▸ **Supplied data**:
══════

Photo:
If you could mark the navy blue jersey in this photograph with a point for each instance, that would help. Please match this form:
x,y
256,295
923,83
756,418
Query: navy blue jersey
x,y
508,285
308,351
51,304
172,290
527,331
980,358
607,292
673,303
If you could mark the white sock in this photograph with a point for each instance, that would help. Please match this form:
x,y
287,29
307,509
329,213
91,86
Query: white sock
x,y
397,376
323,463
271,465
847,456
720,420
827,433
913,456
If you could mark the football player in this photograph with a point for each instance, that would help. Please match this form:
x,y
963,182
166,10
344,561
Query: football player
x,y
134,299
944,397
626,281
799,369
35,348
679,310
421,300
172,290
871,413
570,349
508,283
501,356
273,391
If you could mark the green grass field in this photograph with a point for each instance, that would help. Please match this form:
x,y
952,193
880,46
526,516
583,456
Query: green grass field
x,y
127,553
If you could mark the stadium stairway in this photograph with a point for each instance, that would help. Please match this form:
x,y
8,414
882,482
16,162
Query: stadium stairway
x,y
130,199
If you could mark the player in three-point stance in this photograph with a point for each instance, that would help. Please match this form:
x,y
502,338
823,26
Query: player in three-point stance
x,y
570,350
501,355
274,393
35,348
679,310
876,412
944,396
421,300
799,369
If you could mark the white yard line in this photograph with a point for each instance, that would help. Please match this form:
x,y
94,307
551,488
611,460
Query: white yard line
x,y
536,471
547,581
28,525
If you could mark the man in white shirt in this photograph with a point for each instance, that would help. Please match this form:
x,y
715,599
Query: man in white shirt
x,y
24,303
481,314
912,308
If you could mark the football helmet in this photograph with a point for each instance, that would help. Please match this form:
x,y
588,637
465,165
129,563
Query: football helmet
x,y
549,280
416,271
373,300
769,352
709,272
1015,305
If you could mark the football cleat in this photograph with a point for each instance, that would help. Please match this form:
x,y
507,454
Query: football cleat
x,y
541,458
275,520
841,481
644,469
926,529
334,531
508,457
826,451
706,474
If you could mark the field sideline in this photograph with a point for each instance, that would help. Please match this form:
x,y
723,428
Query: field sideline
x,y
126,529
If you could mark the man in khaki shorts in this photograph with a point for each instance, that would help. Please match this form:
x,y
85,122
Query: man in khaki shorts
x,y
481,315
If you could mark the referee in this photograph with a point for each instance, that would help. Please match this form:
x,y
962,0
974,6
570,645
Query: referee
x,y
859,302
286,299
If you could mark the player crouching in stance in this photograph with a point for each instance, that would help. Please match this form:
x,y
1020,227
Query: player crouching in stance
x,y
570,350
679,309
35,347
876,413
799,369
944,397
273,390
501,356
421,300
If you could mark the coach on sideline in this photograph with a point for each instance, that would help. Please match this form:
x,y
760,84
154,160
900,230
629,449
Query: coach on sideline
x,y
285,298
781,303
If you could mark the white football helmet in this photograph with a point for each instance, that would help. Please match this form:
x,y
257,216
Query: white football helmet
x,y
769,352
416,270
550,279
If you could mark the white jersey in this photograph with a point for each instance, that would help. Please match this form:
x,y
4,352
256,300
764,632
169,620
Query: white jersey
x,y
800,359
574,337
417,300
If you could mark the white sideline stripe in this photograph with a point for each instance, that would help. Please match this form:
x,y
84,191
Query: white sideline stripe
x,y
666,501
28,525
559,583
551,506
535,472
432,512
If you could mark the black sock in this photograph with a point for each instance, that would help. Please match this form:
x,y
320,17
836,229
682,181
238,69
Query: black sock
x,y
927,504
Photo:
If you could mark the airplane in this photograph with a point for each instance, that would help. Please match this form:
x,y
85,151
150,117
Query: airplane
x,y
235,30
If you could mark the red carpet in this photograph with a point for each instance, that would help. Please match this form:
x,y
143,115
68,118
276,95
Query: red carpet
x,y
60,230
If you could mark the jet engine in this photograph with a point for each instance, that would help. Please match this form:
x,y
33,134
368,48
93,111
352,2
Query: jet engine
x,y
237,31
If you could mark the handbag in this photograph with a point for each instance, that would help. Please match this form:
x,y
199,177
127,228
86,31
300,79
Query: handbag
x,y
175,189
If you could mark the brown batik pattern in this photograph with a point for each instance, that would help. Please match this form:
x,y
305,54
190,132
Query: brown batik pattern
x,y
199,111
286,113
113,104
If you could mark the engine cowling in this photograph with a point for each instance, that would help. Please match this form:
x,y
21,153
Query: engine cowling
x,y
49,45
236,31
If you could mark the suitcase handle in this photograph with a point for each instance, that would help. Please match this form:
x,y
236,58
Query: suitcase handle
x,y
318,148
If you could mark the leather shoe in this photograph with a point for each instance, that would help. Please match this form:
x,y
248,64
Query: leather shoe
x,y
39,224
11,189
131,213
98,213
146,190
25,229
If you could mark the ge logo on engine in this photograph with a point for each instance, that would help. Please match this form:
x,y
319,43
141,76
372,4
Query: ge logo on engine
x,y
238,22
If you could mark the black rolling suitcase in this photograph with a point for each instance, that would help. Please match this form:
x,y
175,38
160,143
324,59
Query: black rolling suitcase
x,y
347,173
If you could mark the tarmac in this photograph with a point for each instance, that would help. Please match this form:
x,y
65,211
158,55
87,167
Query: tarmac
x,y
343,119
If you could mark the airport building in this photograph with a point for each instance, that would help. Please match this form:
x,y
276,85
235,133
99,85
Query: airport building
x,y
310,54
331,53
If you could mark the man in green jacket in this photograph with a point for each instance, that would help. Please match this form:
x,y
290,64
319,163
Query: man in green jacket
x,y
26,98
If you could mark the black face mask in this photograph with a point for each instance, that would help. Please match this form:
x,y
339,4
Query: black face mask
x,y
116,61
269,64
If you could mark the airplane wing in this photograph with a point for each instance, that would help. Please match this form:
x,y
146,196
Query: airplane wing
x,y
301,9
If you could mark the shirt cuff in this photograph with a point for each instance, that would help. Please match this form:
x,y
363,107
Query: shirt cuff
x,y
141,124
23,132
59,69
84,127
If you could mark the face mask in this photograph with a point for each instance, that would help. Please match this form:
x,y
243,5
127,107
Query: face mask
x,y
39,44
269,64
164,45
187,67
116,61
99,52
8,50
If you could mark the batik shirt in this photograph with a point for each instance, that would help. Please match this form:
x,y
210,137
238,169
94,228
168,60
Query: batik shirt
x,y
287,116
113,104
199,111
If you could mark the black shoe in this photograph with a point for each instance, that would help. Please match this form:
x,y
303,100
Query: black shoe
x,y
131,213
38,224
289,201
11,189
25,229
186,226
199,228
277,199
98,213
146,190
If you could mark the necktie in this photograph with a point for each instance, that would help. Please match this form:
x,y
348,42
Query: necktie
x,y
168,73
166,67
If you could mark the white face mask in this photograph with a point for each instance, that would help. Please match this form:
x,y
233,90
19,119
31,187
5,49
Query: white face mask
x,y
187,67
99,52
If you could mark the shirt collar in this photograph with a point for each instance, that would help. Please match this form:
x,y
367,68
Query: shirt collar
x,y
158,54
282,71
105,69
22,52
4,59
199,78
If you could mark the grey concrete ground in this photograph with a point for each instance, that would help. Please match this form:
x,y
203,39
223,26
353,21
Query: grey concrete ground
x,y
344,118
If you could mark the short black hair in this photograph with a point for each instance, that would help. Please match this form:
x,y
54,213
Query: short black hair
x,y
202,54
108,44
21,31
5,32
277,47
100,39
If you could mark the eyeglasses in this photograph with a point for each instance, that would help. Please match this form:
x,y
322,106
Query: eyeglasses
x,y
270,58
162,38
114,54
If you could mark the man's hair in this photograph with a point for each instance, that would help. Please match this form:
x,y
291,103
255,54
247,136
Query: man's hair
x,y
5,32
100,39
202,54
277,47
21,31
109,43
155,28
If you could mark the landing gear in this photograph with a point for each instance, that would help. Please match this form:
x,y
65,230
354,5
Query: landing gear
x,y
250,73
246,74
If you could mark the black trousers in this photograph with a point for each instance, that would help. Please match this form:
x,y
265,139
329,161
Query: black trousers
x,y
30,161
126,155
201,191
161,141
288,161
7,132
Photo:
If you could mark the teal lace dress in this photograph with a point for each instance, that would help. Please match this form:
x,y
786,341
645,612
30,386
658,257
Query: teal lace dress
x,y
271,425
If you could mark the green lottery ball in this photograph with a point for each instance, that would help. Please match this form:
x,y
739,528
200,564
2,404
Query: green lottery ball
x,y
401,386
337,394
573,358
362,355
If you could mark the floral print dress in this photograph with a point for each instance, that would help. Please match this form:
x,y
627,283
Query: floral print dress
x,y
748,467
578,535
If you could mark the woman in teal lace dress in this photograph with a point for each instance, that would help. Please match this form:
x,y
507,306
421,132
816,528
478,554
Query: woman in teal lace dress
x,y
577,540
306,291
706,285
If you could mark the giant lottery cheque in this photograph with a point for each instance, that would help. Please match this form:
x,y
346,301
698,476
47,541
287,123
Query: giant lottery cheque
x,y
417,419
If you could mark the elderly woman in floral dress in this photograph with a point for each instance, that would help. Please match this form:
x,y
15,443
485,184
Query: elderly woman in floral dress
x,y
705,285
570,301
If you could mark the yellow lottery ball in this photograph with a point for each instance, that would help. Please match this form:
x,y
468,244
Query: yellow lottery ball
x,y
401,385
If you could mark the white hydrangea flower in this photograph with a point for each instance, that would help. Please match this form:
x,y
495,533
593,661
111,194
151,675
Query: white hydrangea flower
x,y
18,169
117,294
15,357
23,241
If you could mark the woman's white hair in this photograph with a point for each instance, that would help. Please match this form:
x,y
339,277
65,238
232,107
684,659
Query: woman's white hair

══════

▸ **What you are asked to do**: Switch "cheque" to "check" in the listing, starting at the line that contains "If you could mark the giant" and continuing through the end of the listing. Reproduce only those lines, with everything else left unchanged.

▸ **Task response**:
If you could mark the giant lottery check in this photograph with a point for each instance, that would help. Please match this form:
x,y
346,301
698,476
47,541
287,123
Query: giant lottery check
x,y
417,419
If you could mark the elderly woman in floral dress in this photograph with a point for each instance, that would help. Please match this form:
x,y
15,443
485,184
Query: elderly woman in floral dress
x,y
705,285
570,301
If you could mark the yellow lottery ball in this photograph with a point for each instance, that would help. Please match this form:
x,y
468,244
Query: yellow lottery ball
x,y
401,385
If you could mark the white hydrangea flower in this photograph with a point for each instance, that would help. Please match this form:
x,y
495,533
593,661
111,194
151,675
Query: white hydrangea flower
x,y
18,169
117,294
15,357
23,241
If you could mark the woman's white hair in this photograph with a point for each instance, that would help. Please match this form:
x,y
339,277
65,238
232,107
684,659
Query: woman's white hair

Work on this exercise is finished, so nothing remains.